## [Given instruction]
Copy the material between the lines holding "pebble. Report bounding boxes for all instances." and "[462,27,484,260]", inclusive, and switch every "ground" to "surface" while keeping everything else the same. Omit the pictures from your answer.

[Image region labeling entries]
-=-=-

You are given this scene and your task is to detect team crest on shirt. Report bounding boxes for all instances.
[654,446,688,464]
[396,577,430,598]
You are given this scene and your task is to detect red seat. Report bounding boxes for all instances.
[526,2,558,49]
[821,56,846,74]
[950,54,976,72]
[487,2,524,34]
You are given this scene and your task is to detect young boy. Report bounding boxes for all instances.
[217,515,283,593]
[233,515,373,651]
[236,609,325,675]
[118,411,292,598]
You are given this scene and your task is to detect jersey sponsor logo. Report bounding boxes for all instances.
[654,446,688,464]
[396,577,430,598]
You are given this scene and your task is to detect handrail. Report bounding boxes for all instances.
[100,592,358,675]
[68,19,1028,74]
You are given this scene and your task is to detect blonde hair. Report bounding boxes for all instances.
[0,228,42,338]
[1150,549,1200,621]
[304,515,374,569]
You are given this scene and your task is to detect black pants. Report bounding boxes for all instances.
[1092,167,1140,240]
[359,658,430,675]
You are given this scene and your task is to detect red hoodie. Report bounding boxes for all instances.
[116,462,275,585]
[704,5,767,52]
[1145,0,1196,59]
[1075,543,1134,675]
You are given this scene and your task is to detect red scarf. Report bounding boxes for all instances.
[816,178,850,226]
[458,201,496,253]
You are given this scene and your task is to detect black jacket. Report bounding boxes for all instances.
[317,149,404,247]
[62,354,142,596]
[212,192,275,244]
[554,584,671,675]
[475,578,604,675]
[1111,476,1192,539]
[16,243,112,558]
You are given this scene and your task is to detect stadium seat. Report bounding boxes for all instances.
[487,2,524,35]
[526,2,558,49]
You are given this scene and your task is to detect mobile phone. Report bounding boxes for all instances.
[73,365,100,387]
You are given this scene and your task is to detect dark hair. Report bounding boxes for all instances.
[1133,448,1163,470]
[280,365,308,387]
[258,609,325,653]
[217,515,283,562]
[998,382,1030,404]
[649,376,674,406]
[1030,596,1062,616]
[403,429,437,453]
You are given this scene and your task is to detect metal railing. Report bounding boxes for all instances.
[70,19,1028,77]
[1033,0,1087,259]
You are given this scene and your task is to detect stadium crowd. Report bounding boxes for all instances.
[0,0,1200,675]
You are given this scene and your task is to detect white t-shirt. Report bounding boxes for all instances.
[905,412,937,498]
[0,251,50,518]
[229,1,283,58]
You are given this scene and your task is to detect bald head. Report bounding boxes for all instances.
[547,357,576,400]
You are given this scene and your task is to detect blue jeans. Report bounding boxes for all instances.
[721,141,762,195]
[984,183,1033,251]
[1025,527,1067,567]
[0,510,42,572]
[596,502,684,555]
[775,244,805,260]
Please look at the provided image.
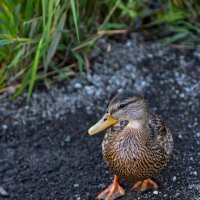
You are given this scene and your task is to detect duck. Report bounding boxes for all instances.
[88,90,173,200]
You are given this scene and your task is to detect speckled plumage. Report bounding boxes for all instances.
[102,108,173,180]
[88,90,173,200]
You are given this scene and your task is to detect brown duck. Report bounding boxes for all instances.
[88,90,173,200]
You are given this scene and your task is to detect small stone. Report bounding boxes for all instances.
[178,134,183,139]
[74,83,82,89]
[193,171,197,176]
[74,183,79,188]
[172,176,176,182]
[126,41,132,47]
[153,190,158,195]
[0,186,8,196]
[2,124,8,130]
[197,132,200,137]
[64,135,71,142]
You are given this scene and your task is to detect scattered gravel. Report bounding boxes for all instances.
[0,34,200,200]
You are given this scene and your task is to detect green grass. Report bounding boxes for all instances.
[0,0,200,100]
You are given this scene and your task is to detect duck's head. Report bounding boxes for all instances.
[88,90,149,135]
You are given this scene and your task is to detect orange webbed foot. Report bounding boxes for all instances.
[96,175,125,200]
[132,178,158,192]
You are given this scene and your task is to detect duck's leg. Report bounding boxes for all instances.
[132,178,158,192]
[96,175,125,200]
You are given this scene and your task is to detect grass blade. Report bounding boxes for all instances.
[27,38,43,101]
[70,0,80,42]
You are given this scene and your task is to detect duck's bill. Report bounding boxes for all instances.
[88,114,118,135]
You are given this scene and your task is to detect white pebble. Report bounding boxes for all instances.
[172,176,176,182]
[74,183,79,188]
[2,124,8,130]
[197,132,200,137]
[193,171,197,176]
[153,190,158,195]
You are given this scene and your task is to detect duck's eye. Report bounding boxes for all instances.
[119,104,126,108]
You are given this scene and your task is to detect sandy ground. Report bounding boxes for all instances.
[0,34,200,200]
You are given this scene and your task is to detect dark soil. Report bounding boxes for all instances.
[0,35,200,200]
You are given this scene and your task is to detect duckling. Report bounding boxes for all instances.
[88,90,173,200]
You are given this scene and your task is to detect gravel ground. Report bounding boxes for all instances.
[0,34,200,200]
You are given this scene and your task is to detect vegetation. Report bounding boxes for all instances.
[0,0,200,99]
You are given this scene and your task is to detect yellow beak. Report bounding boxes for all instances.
[88,113,118,136]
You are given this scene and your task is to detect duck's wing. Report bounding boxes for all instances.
[149,113,173,155]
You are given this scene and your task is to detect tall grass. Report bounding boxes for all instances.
[0,0,200,100]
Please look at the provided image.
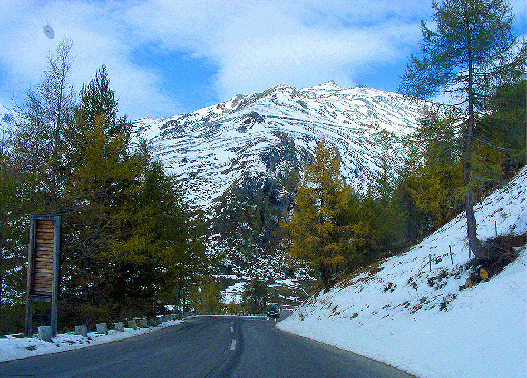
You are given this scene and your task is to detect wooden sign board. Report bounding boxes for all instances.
[26,215,61,335]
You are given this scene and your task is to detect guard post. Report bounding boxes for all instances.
[25,214,61,337]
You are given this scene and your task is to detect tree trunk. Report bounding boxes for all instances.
[462,27,484,260]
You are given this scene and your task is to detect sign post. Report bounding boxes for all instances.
[25,214,61,336]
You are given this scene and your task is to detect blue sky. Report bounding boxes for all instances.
[0,0,526,119]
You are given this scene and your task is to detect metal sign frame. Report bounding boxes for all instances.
[25,214,61,336]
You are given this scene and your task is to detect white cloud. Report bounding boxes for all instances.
[0,1,179,118]
[0,0,525,117]
[127,0,423,99]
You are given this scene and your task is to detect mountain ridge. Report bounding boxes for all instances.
[135,81,430,208]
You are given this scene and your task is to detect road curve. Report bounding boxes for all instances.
[0,316,411,378]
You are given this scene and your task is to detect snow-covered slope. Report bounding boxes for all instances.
[0,104,15,143]
[278,168,527,378]
[136,82,432,208]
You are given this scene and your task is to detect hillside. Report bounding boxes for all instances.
[136,82,432,209]
[135,82,431,278]
[278,168,527,378]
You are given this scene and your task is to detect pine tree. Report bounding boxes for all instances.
[283,142,350,289]
[400,0,516,259]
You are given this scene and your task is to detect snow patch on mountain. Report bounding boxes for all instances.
[278,168,527,378]
[135,82,430,209]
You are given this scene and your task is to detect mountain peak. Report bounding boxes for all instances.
[309,80,344,91]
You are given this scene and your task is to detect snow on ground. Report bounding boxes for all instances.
[0,320,182,362]
[277,168,527,378]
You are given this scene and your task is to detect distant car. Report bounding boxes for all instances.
[267,306,280,319]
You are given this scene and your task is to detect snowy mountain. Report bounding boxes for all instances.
[278,168,527,378]
[135,82,431,277]
[136,82,434,208]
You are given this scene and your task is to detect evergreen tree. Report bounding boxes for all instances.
[401,0,516,259]
[283,142,350,289]
[242,278,269,314]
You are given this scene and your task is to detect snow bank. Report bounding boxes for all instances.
[0,320,181,362]
[277,169,527,378]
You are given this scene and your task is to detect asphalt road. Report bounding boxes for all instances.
[0,317,410,378]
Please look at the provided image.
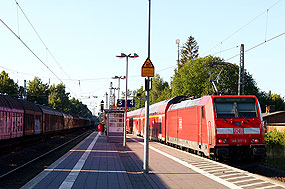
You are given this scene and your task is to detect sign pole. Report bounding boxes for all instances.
[123,56,129,147]
[143,0,151,173]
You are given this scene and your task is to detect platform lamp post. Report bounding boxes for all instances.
[112,76,126,102]
[176,39,180,66]
[116,53,139,147]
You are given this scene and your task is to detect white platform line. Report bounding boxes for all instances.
[59,134,99,189]
[132,139,241,189]
[21,132,95,189]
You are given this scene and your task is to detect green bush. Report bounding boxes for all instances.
[265,129,285,145]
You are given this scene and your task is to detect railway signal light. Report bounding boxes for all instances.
[100,100,104,112]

-=-=-

## [Response to the task]
You are given this scene and your task is to detect white pebble. Report bounding boxes for all instances.
[172,176,176,182]
[74,183,79,188]
[2,124,8,130]
[197,132,200,137]
[193,171,197,176]
[153,190,158,195]
You are given this scene and your task is to detect duck's eye. Report bounding boxes for all instances.
[119,104,126,108]
You are given this scene and your task is to detect sandy surface. Report bounding boxes for all instances.
[0,34,200,200]
You are given this scene and your task is to detect dark soil. Report bounding boxes for all instances.
[0,35,200,200]
You are given this scene and your task is to detect duckling. Report bounding boxes for all instances.
[88,90,173,200]
You are given this scene and your task is to detect gravel surface. Report bounding boxes for all instances.
[0,34,200,200]
You are given this scene and your task is to detect vegetation. Report bounding boxes for all instances.
[0,0,200,99]
You are given this scene and your task is to detect yellow beak. Report bounding boxes for all instances.
[88,113,118,136]
You are given this scene and your task is to detect duck's wing. Report bounding boxes for all instances.
[149,113,173,155]
You are given this scene and your task is to detect tall grass. Report bounding boxes for all instances.
[0,0,200,100]
Please look at the provided image.
You are given this scene and your task is to detect wooden sign board. Report bounding boxes for all instances.
[26,215,61,335]
You are given this scene and your task is to detect guard post. Report bounding boxes for all instances.
[25,214,61,337]
You are given this scene and your task is to detect tree trunk. Report bounding boxes for all instances.
[462,27,484,260]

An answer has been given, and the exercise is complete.